→ Provided information:

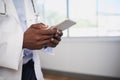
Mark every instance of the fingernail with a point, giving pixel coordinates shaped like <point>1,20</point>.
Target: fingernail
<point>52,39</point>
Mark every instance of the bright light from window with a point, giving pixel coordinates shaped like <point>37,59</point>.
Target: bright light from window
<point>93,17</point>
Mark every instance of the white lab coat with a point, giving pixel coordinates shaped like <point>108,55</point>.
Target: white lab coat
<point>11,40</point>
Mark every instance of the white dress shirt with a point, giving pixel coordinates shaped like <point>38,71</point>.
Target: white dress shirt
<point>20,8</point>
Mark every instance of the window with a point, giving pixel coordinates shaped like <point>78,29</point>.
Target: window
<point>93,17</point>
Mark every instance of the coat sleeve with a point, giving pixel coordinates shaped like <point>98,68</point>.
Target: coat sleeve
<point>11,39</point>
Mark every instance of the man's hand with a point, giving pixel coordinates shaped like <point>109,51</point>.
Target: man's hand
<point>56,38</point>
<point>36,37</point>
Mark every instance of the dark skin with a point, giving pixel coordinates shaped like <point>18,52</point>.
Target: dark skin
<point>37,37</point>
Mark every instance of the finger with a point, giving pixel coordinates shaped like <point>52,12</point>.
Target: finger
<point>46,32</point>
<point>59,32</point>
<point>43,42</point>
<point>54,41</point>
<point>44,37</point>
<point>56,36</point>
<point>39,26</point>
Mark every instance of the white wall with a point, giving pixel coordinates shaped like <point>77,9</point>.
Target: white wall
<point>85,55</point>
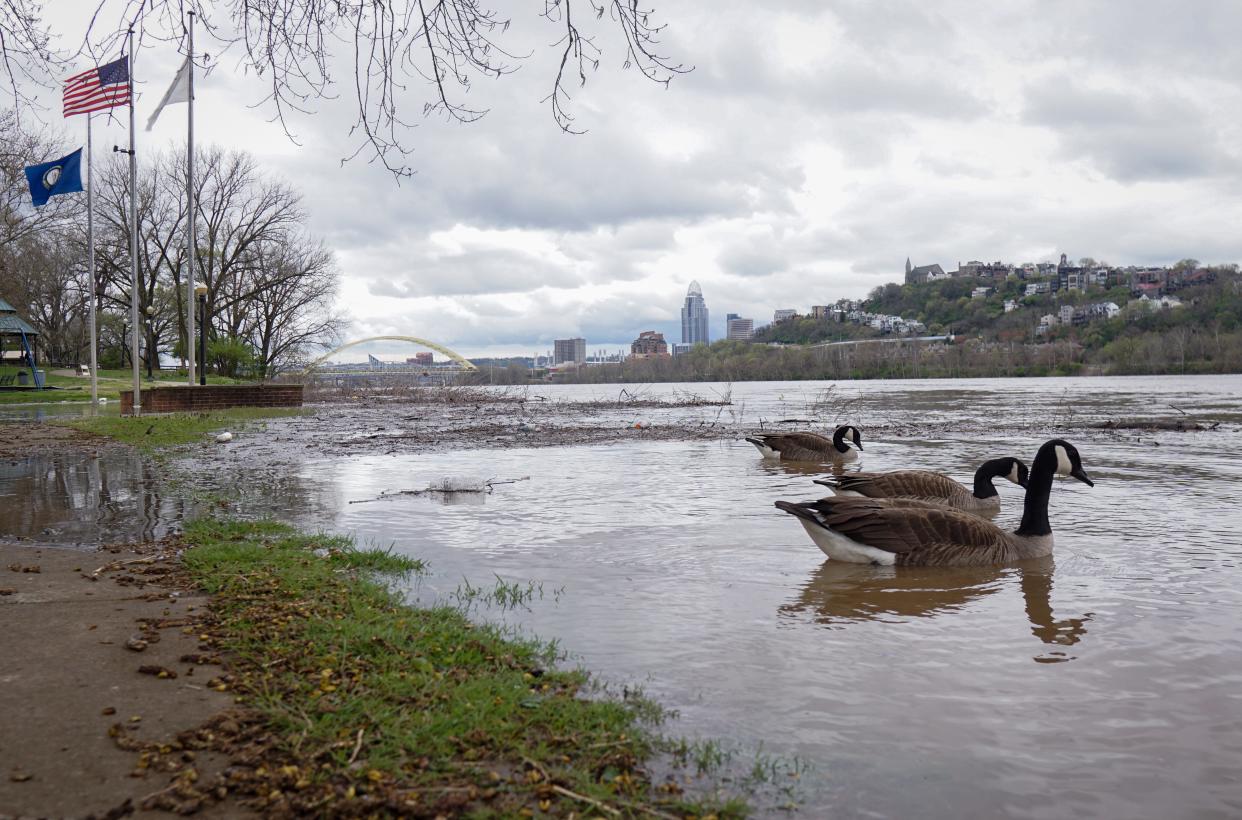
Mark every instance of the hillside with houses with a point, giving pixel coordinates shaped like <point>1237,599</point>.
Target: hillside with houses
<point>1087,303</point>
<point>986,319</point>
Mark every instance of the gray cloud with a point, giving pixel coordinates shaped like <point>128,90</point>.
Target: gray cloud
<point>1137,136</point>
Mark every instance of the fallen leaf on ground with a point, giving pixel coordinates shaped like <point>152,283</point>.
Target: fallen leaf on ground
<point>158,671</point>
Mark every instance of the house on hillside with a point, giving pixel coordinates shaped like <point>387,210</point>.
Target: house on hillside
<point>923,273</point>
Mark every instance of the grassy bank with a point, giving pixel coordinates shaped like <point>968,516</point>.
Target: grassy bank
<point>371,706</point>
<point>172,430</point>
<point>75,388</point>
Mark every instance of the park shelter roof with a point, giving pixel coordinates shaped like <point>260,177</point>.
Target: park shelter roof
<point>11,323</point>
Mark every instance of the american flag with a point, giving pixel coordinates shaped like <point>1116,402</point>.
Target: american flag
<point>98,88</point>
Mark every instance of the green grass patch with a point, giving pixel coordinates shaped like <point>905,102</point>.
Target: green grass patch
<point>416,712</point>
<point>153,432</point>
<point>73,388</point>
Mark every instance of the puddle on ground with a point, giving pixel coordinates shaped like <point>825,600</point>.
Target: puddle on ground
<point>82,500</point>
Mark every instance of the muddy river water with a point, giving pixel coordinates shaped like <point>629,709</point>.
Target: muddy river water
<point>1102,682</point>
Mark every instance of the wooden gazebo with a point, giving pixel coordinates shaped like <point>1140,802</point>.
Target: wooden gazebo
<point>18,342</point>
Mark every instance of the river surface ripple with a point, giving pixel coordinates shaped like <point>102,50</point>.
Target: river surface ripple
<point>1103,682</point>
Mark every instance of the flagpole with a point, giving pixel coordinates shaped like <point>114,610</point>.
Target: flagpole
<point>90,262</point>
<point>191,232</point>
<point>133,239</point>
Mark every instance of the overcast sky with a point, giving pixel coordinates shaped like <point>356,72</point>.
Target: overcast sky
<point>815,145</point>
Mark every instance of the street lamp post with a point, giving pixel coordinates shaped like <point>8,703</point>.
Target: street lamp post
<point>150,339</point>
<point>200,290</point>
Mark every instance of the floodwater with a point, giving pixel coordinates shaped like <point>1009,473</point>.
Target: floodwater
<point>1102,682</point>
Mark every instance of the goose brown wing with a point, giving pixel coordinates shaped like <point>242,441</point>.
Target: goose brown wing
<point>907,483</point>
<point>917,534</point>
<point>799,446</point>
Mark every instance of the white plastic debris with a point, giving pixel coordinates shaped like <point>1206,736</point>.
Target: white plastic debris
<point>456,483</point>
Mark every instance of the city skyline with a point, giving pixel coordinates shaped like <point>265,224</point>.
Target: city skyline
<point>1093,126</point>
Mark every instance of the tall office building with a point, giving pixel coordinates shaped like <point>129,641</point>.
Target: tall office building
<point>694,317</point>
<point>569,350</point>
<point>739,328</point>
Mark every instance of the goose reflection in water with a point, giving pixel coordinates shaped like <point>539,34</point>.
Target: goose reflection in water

→ Problem: Copy every row above word for word, including the points, but leave out the pictures.

→ Task output:
Mark every instance of the fingernail with a point, giving pixel coordinates shaped like <point>1,20</point>.
Target: fingernail
<point>52,39</point>
Mark every instance of the bright light from window with a point, giving pixel coordinates shaped like <point>37,59</point>.
Target: bright light from window
<point>93,17</point>
Mark every instance of the white lab coat with a point, giving pixel coordinates shaped like <point>108,55</point>.
Target: white lab coat
<point>11,40</point>
Mark every instance of the white dress shirt with a point, giving pixel coordinates shaped like <point>38,71</point>.
Target: white dress shirt
<point>20,8</point>
Mark every instance of the window with a point, giving pixel coordinates shaped like <point>78,29</point>.
Target: window
<point>93,17</point>
Mark every instance of the coat sleeve with a point, giving pixel coordinates shaped like <point>98,68</point>.
Target: coat sleeve
<point>11,39</point>
Mark every instance of the man's hand with a point, giving pixel coordinates shaped like <point>109,51</point>.
Target: man's hand
<point>56,38</point>
<point>36,37</point>
Mark every instance of the dark skin with a point, giving pixel coordinates shaped like <point>18,52</point>.
Target: dark skin
<point>37,37</point>
Mark every instance of the finger with a point, giving pixel coordinates shaped like <point>52,12</point>.
Target: finger
<point>46,32</point>
<point>59,32</point>
<point>43,42</point>
<point>54,41</point>
<point>44,37</point>
<point>56,36</point>
<point>39,26</point>
Mark every instance of the white wall with a point, giving pixel coordinates shaped like <point>77,9</point>.
Target: white wall
<point>85,55</point>
Mark every instance of the hillside with houses with a point, giving pixel coordinates shaped like <point>1237,599</point>.
Target: hillside with houses
<point>1087,303</point>
<point>986,319</point>
Mark every instance of the gray cloud with a point, giving pixel coordinates shaped like <point>128,90</point>.
Target: gray cloud
<point>1137,136</point>
Mark every instance of the fallen leaf on ground with a point, giving pixel coordinates shaped like <point>152,283</point>.
Target: fallen leaf on ground
<point>158,671</point>
Mark every instance of the house on hillside with a point, giving pixel coordinates shaped like <point>387,210</point>.
Target: house on hillside
<point>923,273</point>
Mark every instance of the grassy bank with a point, giving pixel coordinates shaped like <point>968,516</point>.
Target: grassy bank
<point>371,706</point>
<point>172,430</point>
<point>75,388</point>
Mark every instance of the park shelter roof with a point, giving pixel coordinates shaped like <point>260,177</point>.
Target: park shelter roof
<point>11,323</point>
Mark every instance of the american flag with a point, giving pixel coordinates shaped like <point>1116,402</point>.
Target: american flag
<point>98,88</point>
Mark every instance of the green grass patch with a point, giving pixel coordinates shaped like <point>905,102</point>.
Target: green grass patch
<point>416,712</point>
<point>153,432</point>
<point>73,388</point>
Mark every instance of the puddle on ground with a point, giving pixel coordinates shaped like <point>825,600</point>.
Target: puddle on ground
<point>82,500</point>
Mark every instance of the muddy river water with a point, giving pixel coordinates shaped like <point>629,709</point>.
Target: muddy river water
<point>1102,682</point>
Mark every instance of the wooden gazebo with a point, giving pixel coordinates shaped like <point>1140,802</point>.
Target: wooden gazebo
<point>18,342</point>
Mark every instance of the river surface ripple with a point, giving pixel coordinates shaped like <point>102,50</point>.
Target: river surface ripple
<point>1103,682</point>
Mark every instance of the flagpole with a point, giving pixel coordinates shaped like <point>114,610</point>.
Target: flagpole
<point>90,262</point>
<point>191,232</point>
<point>133,239</point>
Mark every instance of the overcast sky with a point, giving pixel coordinates shaped like <point>356,72</point>.
Target: overcast sky
<point>815,145</point>
Mark every instance of the street lamp post with a point, giving pixel coordinates shaped like <point>8,703</point>.
Target: street lamp post
<point>150,339</point>
<point>200,290</point>
Mark every instance of the floodwater with a point, giving pixel coordinates shaped like <point>1009,473</point>.
Target: floodwater
<point>1102,682</point>
Mark every instance of the goose brown wing with a point, giving pixel coordinates shaped like <point>242,441</point>.
Target: goose brown wing
<point>907,483</point>
<point>917,534</point>
<point>799,446</point>
Mark every instance of the white plastic debris with a point, giving pixel coordinates shaped like <point>1206,736</point>.
Target: white plastic debris
<point>456,483</point>
Mark every instance of the city skyline with a point, giving pixel coordinates shaped like <point>265,224</point>.
Target: city skyline
<point>1093,126</point>
Mark every instance of the tall office building with a point, giving pixel coordinates shaped like <point>129,641</point>.
Target: tall office building
<point>694,317</point>
<point>569,350</point>
<point>739,328</point>
Mark every instance of the goose reflection in water with a point, giving pixel coordinates shaped like <point>539,34</point>.
Target: goose reflection in water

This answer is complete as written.